▸ AVAILABLE DATA
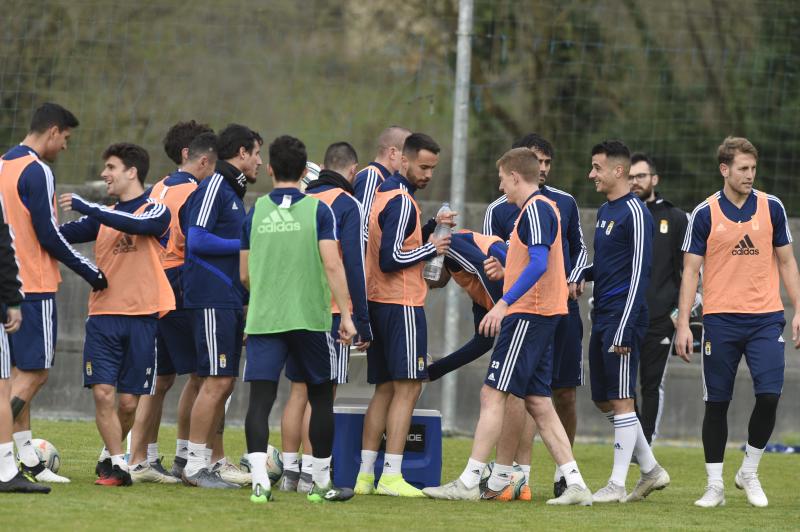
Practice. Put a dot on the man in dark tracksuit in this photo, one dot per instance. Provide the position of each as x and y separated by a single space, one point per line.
662 295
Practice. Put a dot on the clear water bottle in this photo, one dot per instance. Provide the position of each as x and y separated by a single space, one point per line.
433 267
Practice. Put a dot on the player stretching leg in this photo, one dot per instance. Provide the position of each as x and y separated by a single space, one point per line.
214 293
621 272
290 260
119 352
397 356
535 295
176 352
740 237
12 480
333 186
27 185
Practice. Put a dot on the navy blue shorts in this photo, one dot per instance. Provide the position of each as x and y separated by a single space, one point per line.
176 349
727 337
33 346
399 347
567 349
522 360
309 356
613 376
121 351
218 335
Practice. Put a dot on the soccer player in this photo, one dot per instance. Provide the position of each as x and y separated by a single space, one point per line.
333 187
662 294
213 291
27 185
387 161
740 237
119 354
197 154
623 239
290 259
517 439
398 245
12 480
464 262
535 295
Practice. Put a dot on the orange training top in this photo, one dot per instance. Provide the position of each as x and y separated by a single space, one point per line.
37 268
137 284
740 274
174 198
401 287
548 297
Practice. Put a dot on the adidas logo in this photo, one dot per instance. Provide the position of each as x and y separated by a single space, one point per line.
279 221
745 247
125 245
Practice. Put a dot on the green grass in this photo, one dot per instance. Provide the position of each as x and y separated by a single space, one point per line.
83 506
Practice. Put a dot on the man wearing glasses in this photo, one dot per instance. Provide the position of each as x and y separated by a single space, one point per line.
662 295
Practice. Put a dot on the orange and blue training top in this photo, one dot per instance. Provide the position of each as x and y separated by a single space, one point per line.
127 248
740 272
27 186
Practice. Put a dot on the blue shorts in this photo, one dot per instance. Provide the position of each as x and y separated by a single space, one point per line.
522 360
176 349
399 347
567 349
33 346
309 356
121 351
218 334
613 376
726 337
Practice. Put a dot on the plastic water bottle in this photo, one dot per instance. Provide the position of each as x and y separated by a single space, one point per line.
433 267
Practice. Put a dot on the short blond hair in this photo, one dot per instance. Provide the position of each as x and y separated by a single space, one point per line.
733 145
522 161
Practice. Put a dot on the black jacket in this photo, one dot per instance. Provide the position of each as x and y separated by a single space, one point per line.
10 284
665 275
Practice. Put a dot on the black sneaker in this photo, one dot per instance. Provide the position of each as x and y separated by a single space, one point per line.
103 468
22 483
208 479
117 477
177 467
559 487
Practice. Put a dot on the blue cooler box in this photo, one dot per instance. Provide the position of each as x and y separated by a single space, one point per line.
422 460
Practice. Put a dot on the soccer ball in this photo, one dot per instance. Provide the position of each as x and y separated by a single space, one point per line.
517 478
274 464
48 454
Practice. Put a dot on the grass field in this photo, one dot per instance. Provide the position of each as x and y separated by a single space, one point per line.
84 506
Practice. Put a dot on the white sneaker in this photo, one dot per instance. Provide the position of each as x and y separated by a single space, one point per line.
231 473
657 479
713 496
145 473
573 495
453 491
47 475
752 487
609 493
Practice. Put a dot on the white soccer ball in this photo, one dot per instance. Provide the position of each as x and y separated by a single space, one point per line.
48 454
274 464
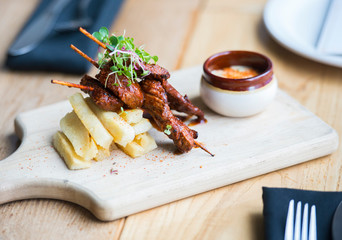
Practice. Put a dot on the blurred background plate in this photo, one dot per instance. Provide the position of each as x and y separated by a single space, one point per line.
296 25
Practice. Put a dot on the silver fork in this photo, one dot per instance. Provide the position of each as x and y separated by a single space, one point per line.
298 230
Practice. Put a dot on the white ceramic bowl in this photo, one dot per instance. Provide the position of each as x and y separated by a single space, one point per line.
238 97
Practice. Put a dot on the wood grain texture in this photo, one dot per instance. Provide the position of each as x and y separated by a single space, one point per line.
279 137
202 28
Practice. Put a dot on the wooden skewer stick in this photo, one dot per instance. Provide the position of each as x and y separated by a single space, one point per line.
82 30
92 61
73 85
203 148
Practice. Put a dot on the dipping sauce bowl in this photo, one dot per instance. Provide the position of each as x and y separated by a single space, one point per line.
236 95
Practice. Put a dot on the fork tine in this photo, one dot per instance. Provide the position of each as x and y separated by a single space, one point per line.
305 222
312 228
289 222
298 221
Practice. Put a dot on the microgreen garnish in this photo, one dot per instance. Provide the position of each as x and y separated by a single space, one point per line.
122 111
167 130
126 57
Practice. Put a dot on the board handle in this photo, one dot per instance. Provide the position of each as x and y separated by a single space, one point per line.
21 189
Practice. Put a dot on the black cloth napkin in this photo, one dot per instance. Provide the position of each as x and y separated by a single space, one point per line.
276 201
54 53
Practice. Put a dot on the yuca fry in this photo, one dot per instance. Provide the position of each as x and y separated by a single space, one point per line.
65 149
142 126
142 143
99 133
78 135
132 116
121 131
101 154
146 141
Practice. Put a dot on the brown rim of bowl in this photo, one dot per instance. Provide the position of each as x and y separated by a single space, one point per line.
246 58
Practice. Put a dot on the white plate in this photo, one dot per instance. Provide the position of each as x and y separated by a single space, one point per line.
296 24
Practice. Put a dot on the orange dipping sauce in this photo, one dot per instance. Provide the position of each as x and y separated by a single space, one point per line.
236 72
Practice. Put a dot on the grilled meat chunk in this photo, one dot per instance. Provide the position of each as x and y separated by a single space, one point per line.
181 104
103 97
156 105
127 91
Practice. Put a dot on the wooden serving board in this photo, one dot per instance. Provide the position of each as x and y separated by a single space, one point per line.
284 134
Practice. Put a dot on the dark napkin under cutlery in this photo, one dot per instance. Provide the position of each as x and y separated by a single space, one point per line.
337 223
48 48
276 202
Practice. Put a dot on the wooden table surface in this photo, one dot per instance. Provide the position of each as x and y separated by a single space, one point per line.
182 34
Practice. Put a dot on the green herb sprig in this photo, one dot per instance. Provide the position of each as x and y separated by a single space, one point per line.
126 57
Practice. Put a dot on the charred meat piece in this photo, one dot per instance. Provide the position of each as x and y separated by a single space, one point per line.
156 71
181 104
100 95
158 108
128 91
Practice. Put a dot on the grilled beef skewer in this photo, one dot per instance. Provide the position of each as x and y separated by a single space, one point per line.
154 94
101 96
181 104
128 91
156 105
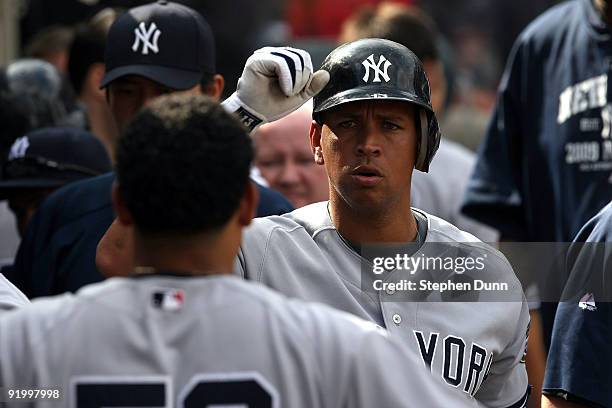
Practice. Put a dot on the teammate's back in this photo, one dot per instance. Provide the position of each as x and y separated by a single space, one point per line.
210 341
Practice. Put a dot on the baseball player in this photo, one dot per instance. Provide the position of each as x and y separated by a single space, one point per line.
579 360
373 125
184 332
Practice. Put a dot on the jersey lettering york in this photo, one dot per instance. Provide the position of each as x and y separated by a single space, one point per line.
462 368
585 95
148 37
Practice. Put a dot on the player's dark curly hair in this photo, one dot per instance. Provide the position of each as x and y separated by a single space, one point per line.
183 166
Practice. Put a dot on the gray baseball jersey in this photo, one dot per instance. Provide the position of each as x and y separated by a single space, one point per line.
474 341
10 296
170 341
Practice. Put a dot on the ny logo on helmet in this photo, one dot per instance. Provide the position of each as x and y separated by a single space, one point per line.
143 35
19 148
369 63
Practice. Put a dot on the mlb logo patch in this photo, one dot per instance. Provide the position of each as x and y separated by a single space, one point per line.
587 302
169 299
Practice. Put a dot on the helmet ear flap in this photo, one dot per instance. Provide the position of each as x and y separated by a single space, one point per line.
422 132
428 139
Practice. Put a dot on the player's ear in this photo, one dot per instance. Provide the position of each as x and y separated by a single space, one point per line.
315 142
123 214
248 205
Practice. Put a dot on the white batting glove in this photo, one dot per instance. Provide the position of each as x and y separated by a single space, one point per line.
275 82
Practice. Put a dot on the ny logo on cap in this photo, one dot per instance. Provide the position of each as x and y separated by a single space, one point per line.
19 148
369 63
144 35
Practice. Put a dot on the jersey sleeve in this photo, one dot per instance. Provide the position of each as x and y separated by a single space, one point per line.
579 358
505 383
15 361
493 195
10 296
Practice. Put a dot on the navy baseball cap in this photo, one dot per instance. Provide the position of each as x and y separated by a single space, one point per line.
50 158
165 42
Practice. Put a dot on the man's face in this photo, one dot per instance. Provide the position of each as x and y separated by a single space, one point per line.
285 160
128 94
368 149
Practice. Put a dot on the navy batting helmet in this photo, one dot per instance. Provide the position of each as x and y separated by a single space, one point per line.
379 69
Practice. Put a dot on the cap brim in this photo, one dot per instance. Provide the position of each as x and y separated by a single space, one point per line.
174 78
376 92
8 188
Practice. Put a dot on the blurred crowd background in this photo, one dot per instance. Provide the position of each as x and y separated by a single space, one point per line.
475 36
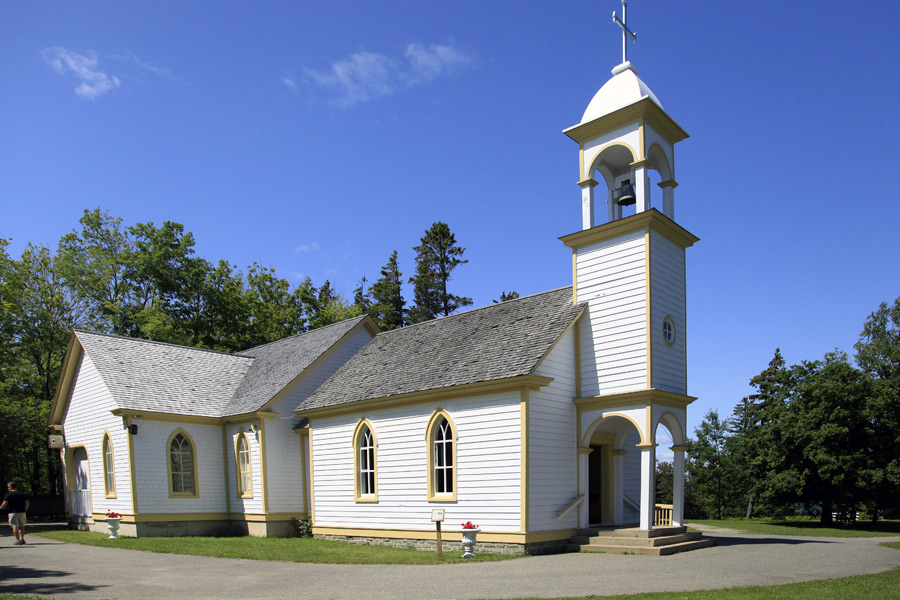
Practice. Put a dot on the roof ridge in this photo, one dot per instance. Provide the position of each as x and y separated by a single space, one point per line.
302 333
474 310
182 346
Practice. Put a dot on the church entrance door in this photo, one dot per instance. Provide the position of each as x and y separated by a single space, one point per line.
598 482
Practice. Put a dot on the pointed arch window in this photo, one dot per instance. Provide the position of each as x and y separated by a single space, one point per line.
182 465
441 458
109 467
365 463
242 460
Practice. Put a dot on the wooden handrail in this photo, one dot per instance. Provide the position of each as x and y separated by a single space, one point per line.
569 507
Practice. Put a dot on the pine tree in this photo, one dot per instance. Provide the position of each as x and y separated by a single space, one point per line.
436 257
388 306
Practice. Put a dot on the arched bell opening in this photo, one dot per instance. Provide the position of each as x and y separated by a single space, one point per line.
612 166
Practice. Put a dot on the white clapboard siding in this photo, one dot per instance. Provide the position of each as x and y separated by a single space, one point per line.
151 463
287 489
668 298
552 441
611 277
488 447
87 416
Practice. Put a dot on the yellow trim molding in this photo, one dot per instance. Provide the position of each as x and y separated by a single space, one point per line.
529 382
648 298
312 485
225 447
448 534
304 467
523 433
642 109
132 472
429 441
651 396
652 218
357 474
263 465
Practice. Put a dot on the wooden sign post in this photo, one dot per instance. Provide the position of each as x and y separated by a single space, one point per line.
437 515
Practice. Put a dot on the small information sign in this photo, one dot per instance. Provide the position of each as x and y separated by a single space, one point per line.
437 515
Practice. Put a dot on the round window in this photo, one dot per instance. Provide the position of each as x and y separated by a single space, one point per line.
669 330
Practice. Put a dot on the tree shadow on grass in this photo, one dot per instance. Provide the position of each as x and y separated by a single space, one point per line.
725 540
27 580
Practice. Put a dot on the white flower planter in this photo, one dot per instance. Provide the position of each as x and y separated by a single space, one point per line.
469 541
112 523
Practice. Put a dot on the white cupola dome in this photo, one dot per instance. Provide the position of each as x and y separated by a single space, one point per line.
624 89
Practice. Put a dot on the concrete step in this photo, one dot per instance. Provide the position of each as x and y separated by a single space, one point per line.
634 532
646 549
636 541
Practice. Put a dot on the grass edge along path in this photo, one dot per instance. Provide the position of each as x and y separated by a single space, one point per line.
804 527
305 550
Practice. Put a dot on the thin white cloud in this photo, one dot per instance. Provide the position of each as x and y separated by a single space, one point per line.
143 65
94 82
290 81
365 76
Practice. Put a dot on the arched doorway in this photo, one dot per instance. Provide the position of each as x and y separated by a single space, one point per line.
80 489
613 471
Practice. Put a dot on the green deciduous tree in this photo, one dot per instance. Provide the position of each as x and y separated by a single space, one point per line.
436 257
709 466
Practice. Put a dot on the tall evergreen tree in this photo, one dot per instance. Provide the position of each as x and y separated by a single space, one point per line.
878 354
756 443
436 257
388 306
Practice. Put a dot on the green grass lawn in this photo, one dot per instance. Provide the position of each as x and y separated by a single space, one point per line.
305 550
881 586
806 527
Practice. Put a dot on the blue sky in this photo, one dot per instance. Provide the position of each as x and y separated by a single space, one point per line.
316 138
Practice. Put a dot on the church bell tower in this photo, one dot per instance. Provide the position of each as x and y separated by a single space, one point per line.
630 269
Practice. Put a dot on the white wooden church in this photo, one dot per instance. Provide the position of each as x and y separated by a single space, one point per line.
535 418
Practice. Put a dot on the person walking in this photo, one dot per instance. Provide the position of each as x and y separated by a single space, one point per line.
17 503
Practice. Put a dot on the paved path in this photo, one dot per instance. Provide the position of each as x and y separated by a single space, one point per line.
46 567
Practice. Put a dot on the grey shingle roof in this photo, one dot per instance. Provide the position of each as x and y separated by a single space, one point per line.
275 365
158 377
495 342
152 376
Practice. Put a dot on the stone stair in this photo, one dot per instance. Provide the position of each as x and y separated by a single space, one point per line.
631 540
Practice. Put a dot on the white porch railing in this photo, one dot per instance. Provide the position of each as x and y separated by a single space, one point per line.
80 502
662 515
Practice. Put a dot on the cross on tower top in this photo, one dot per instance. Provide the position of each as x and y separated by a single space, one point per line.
626 33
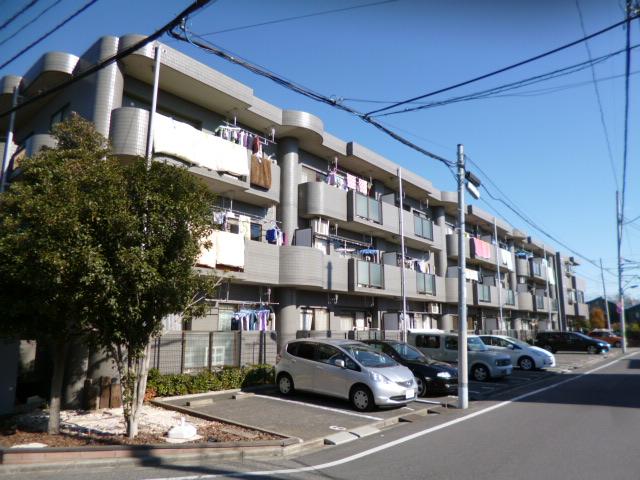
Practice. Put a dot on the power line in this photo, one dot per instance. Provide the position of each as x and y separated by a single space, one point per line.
297 17
49 33
29 23
501 70
491 92
599 100
195 6
208 47
625 154
18 13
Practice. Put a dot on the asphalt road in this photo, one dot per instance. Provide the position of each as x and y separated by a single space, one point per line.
575 427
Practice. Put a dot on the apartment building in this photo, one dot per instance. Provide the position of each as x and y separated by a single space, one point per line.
309 235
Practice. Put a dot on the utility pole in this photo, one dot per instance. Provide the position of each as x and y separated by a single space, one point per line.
463 372
604 292
402 272
154 104
619 220
498 256
8 141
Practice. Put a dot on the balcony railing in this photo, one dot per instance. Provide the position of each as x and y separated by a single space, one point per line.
484 293
426 283
423 227
511 298
370 274
368 208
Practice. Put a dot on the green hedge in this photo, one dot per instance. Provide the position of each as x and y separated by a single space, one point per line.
159 385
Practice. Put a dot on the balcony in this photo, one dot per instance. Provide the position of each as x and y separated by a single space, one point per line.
425 283
128 134
359 213
525 301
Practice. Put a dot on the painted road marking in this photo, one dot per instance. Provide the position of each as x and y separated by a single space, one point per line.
320 407
399 441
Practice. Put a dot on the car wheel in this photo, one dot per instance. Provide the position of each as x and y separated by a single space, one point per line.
361 398
526 363
480 373
285 384
422 385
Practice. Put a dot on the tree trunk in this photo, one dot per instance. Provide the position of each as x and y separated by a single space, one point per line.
141 371
59 352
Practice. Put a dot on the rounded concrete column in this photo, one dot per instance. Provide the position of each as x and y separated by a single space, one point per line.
289 179
441 257
289 317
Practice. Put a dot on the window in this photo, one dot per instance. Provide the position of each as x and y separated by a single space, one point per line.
306 350
451 343
484 293
423 227
329 354
368 208
256 232
370 274
426 283
59 116
428 341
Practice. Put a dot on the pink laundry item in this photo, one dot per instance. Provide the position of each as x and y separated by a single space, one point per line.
363 186
351 182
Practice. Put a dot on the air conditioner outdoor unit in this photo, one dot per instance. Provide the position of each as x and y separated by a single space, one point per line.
433 308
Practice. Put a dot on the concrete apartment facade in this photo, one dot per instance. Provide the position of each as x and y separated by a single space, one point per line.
339 265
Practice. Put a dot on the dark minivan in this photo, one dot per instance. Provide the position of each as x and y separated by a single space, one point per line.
432 377
571 341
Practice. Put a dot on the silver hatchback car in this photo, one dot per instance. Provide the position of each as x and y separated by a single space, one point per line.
345 369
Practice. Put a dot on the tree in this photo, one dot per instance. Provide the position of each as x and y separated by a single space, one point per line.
45 248
90 245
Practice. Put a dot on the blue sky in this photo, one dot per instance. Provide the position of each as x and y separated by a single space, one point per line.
546 150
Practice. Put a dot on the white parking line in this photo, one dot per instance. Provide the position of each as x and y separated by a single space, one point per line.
399 441
311 405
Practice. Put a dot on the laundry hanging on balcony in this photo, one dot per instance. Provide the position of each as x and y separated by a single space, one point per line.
185 142
260 171
505 258
481 248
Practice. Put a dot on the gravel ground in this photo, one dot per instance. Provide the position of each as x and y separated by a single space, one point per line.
107 427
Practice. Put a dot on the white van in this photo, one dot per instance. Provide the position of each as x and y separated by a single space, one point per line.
483 363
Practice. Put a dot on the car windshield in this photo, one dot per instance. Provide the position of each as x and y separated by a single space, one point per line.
520 343
474 344
367 356
407 352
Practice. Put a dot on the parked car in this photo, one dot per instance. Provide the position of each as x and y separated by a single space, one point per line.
571 341
432 377
522 354
345 369
483 363
606 336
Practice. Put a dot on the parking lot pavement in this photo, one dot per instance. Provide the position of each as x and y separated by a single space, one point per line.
565 363
306 416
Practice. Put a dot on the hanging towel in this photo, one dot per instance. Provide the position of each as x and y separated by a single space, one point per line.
352 182
363 186
207 257
244 226
229 249
260 172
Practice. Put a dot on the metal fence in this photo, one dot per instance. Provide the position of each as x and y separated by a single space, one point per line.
190 352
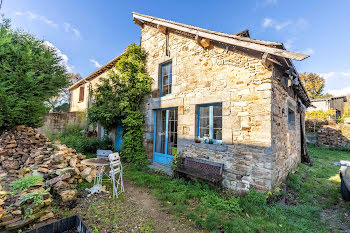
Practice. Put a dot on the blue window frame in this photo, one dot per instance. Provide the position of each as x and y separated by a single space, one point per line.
165 135
165 78
291 118
209 119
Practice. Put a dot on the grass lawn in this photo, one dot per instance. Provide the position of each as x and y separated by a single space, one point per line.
313 202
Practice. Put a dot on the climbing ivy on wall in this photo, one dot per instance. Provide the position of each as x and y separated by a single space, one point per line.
120 98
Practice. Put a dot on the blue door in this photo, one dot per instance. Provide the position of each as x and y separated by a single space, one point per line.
118 137
165 135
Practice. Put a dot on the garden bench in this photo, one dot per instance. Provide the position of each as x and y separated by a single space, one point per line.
200 169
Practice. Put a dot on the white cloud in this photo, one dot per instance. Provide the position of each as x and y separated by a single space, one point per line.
328 75
289 44
267 22
95 63
294 25
340 92
70 29
346 74
272 2
60 54
308 51
32 16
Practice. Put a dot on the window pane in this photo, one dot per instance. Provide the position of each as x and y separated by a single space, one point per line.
166 78
217 122
204 132
217 134
204 111
217 110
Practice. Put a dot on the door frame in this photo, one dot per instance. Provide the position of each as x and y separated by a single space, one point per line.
160 157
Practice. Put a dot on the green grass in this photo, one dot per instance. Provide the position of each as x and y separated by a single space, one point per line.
310 191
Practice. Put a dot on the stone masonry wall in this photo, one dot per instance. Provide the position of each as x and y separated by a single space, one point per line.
286 145
201 76
334 135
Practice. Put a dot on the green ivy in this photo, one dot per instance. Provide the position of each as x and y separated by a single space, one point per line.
121 98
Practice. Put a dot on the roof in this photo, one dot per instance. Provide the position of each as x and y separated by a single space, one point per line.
269 47
97 72
240 39
330 98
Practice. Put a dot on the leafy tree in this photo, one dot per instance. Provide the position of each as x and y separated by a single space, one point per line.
314 85
30 74
120 98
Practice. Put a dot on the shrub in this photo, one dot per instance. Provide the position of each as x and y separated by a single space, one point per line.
31 72
73 136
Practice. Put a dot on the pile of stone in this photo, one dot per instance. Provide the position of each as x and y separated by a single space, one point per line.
25 152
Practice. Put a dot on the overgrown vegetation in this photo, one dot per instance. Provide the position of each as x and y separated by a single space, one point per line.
30 74
120 98
24 183
73 136
311 192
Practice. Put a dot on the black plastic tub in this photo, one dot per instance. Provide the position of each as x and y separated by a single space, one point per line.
70 225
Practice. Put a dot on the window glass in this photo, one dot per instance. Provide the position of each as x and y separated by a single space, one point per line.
166 78
291 117
210 123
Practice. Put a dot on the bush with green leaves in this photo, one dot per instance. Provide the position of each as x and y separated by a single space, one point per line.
30 74
24 183
120 98
73 136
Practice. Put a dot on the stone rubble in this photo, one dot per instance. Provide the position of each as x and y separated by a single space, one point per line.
24 152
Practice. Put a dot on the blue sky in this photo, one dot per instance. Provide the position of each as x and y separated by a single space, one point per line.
90 33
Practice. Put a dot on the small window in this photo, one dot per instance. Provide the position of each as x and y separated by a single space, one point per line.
209 128
81 94
165 78
291 118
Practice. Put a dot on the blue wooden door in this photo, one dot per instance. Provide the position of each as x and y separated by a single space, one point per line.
118 137
165 135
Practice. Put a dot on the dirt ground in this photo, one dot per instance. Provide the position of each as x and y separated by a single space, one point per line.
136 210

▸ TASK REQUIREMENTS
Print nothing but the lines from the line with "Practice. Put a dot on the pile" to the last line of the records above. Both of those lines count.

▸ RESULT BELOW
Practice. Put a dot on the pile of stone in this photo, one dot per instance. Provide the position of each as x and y separated by a single space, one point per line.
25 152
Practice. Put a dot on the overgrown vegetation in this photo, one dot per instance. Provide the position of each as x and y separated by a single space, one point per line.
30 74
120 98
24 183
73 136
311 192
Practice. Put a dot on the black plastic tub in this photo, one dot per instance. Provide the position of each as x and y separated by a single space, one point per line.
70 225
Practice. Put a dot on the window glass in this photo, one dot per instance. Provide the position of each as x and y separated by a single space, one point per line.
166 78
291 117
210 123
Practice. Put a dot on the bush with green leaves in this photo, one dot per instance. Provide the position of each as x and y separated by a single space, one point per line.
30 74
24 183
120 98
73 136
Practice. Put a dot on the stone rubble in this photo, one dot per instance. Provide the position of each as x and y separated by a single space, one point per line.
24 152
Practice. Put a dot on the blue sky in this photo, one dot per instance. Provide the position of each as x and y separated by a single space, one point per line.
90 33
Practice. Put a dot on the small window in this photo, one dot per instance. Provide the position of each as x and y separated by a single space, one point per line.
209 128
81 94
165 78
291 118
Practice. Put a dot on the blue wooden door in this photo, one dot per instance. Provide the position of each as x and y separated by a single space, one point per line.
118 137
165 135
Practice. Put a dot on the dirt ground in this photo, one dot per instance. Provide the position of each as x and y separated by a single space, one point per line.
136 210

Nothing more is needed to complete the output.